Find the string "written" in the entries and copy each line that has it.

Provided records:
● ● ● ● ● ● ●

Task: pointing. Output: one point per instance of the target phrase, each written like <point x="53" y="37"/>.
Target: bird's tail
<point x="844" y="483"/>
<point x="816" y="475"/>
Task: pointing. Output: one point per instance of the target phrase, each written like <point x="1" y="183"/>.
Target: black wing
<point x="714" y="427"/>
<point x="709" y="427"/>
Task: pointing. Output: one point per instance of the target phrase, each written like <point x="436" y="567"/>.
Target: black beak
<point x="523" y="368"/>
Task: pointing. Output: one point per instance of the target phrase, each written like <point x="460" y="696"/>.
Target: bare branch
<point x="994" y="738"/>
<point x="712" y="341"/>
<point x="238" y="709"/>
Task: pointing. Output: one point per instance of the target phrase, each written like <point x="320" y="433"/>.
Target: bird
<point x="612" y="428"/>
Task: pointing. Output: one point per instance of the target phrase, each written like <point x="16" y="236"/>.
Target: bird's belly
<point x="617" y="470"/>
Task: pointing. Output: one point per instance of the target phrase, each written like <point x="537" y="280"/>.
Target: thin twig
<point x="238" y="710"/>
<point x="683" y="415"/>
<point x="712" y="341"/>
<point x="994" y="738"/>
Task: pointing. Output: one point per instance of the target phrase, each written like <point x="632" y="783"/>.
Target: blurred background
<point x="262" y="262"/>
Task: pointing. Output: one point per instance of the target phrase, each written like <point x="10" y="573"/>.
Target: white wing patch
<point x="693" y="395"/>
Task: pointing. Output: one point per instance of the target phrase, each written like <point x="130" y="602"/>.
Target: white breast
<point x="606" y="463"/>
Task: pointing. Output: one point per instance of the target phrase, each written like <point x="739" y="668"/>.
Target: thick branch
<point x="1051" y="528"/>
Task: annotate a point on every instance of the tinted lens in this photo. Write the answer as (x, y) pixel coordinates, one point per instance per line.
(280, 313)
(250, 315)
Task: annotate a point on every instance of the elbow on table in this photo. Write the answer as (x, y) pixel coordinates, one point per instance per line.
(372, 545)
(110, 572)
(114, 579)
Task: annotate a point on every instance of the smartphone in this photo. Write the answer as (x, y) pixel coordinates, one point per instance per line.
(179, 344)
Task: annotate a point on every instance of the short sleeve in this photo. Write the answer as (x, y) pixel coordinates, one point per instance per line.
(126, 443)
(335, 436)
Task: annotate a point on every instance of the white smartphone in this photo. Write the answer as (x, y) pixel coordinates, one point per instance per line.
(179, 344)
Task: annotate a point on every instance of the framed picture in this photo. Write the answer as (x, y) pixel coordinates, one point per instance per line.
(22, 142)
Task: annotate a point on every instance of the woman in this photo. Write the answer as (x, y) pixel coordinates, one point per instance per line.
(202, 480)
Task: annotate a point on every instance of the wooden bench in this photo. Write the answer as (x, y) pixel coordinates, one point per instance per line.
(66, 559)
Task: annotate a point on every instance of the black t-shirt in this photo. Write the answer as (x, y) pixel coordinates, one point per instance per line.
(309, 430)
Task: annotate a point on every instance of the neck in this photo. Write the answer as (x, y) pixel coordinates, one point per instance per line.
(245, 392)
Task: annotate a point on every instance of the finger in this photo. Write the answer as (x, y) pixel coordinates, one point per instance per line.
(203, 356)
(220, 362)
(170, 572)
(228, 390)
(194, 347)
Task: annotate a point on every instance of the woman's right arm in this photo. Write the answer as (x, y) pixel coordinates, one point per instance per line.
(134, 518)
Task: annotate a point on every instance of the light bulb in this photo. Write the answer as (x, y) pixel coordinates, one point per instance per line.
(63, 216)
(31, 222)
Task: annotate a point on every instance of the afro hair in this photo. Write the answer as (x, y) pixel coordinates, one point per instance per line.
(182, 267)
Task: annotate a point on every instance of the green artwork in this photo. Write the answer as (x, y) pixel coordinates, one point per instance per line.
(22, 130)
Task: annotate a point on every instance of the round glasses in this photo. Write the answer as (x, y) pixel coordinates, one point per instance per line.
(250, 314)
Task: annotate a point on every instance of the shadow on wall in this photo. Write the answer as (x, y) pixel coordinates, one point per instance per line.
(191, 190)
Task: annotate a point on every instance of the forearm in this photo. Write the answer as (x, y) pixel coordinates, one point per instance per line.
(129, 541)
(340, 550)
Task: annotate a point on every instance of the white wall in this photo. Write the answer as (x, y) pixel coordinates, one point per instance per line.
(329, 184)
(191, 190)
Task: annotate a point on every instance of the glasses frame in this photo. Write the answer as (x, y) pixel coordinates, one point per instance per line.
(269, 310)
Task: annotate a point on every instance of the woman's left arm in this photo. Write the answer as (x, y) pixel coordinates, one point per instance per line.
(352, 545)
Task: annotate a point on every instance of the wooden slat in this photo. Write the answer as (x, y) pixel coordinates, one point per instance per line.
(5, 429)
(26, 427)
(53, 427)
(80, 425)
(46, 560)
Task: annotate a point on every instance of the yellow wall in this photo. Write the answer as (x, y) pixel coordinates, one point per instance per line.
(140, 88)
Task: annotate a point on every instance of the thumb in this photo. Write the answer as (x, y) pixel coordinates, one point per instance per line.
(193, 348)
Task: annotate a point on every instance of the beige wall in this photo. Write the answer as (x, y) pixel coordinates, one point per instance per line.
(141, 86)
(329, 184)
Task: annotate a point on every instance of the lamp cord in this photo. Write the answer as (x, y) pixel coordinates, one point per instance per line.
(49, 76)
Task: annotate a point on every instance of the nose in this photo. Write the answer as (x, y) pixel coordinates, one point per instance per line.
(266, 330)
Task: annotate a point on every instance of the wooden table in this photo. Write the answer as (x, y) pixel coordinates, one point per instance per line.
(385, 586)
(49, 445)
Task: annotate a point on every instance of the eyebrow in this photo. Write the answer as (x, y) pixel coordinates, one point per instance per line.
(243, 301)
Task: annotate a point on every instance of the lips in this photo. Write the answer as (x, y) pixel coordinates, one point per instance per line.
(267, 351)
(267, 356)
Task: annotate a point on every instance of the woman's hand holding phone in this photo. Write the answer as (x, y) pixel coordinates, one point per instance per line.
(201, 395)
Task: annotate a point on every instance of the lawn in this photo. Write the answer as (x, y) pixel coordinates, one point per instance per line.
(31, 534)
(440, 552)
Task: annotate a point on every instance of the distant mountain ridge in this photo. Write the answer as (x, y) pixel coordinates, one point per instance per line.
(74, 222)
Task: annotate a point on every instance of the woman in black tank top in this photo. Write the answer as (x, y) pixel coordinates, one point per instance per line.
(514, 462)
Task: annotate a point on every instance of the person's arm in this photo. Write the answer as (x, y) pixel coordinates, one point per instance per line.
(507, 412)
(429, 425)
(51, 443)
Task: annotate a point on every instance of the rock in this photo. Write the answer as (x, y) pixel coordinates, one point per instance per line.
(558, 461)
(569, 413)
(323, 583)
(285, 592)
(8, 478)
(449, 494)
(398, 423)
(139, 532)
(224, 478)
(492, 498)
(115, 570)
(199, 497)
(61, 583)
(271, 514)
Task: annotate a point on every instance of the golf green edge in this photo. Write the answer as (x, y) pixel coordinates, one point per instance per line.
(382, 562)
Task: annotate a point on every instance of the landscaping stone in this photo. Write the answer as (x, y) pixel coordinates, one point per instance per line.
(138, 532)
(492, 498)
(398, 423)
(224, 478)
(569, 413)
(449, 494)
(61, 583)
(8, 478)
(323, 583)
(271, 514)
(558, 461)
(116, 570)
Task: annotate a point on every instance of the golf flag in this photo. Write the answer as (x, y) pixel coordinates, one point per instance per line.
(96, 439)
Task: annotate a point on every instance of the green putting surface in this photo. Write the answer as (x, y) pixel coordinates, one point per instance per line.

● ● ● ● ● ● ●

Exercise result:
Task: pointing. Output: one point per instance of the target phrase, each written like <point x="53" y="37"/>.
Task: pointing. Output: one point per instance of the target phrase, each written like <point x="1" y="183"/>.
Task: pointing. Output: one point per instance of the target phrase, each written like <point x="436" y="567"/>.
Task: pointing. Output: one point per instance of the target phrase, each written like <point x="460" y="696"/>.
Task: pointing. Output: one point per instance of the target phrase, each written like <point x="320" y="433"/>.
Task: pointing. Output: one point per instance of the target phrase, each written like <point x="16" y="236"/>.
Task: pointing. Output: one point per instance of the target phrase, each written like <point x="537" y="280"/>.
Task: pointing. Output: one point per instance of the target phrase, each written like <point x="632" y="783"/>.
Task: pointing. Output: one point per instance of the target phrase, each written like <point x="10" y="573"/>.
Task: pointing. Output: one point per instance of the target phrase, each written like <point x="130" y="602"/>.
Task: pointing. Output: one point per instance of the target phrase, each written like <point x="739" y="668"/>.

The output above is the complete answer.